_EXERCISE INSTRUCTIONS_. Every entry must be duplicated word for word.

_RAW DATA_.

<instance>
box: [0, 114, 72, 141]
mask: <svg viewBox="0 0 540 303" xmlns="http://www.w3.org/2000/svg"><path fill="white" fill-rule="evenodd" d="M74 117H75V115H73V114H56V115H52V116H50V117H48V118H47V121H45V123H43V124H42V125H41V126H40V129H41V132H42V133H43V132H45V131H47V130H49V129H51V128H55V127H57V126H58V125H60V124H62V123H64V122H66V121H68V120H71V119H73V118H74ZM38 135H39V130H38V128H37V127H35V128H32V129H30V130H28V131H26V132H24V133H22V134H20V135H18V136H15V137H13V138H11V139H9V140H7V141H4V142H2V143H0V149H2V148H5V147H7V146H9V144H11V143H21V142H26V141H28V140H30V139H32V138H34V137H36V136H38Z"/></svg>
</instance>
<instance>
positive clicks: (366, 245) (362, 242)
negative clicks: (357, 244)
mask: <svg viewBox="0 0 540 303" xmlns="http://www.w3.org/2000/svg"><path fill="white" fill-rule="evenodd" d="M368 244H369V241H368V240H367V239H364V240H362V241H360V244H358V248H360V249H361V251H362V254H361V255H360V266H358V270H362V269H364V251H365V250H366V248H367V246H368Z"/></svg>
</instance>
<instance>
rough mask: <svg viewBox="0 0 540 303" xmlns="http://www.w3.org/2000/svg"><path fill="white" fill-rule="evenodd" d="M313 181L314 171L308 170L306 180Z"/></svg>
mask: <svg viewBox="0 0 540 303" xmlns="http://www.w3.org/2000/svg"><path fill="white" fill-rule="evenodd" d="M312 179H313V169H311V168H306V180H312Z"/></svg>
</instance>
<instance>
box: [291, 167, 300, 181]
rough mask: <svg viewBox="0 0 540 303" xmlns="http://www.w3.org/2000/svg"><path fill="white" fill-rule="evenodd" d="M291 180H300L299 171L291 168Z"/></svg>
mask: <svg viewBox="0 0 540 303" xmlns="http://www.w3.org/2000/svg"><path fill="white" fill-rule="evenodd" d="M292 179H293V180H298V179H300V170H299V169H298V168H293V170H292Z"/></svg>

_SOLUTION TO THE EXERCISE_.
<instance>
box: [0, 114, 72, 141]
mask: <svg viewBox="0 0 540 303" xmlns="http://www.w3.org/2000/svg"><path fill="white" fill-rule="evenodd" d="M74 117H75V115H73V114H56V115H52V116H50V117H48V118H47V121H45V123H43V124H42V125H41V126H40V129H41V132H42V133H43V132H45V131H47V130H49V129H51V128H55V127H57V126H58V125H60V124H62V123H64V122H66V121H68V120H71V119H73V118H74ZM38 135H39V130H38V128H37V127H35V128H32V129H30V130H28V131H26V132H24V133H22V134H20V135H18V136H15V137H13V138H11V139H9V140H7V141H4V142H2V143H0V149H2V148H5V147H7V146H9V144H11V143H21V142H26V141H28V140H30V139H32V138H34V137H36V136H38Z"/></svg>
</instance>
<instance>
positive clicks: (366, 245) (362, 242)
negative clicks: (357, 244)
mask: <svg viewBox="0 0 540 303" xmlns="http://www.w3.org/2000/svg"><path fill="white" fill-rule="evenodd" d="M368 244H369V241H368V240H367V239H364V240H362V241H360V244H358V248H360V249H361V251H362V254H361V255H360V266H358V270H362V269H364V251H365V250H366V248H367V246H368Z"/></svg>
</instance>
<instance>
rough mask: <svg viewBox="0 0 540 303" xmlns="http://www.w3.org/2000/svg"><path fill="white" fill-rule="evenodd" d="M313 181L314 171L308 170L306 180Z"/></svg>
mask: <svg viewBox="0 0 540 303" xmlns="http://www.w3.org/2000/svg"><path fill="white" fill-rule="evenodd" d="M312 179H313V169H311V168H306V180H312Z"/></svg>
</instance>
<instance>
box: [291, 167, 300, 181]
rough mask: <svg viewBox="0 0 540 303" xmlns="http://www.w3.org/2000/svg"><path fill="white" fill-rule="evenodd" d="M291 180H300L299 171L291 168Z"/></svg>
mask: <svg viewBox="0 0 540 303" xmlns="http://www.w3.org/2000/svg"><path fill="white" fill-rule="evenodd" d="M292 179H293V180H298V179H300V170H299V169H298V168H293V170H292Z"/></svg>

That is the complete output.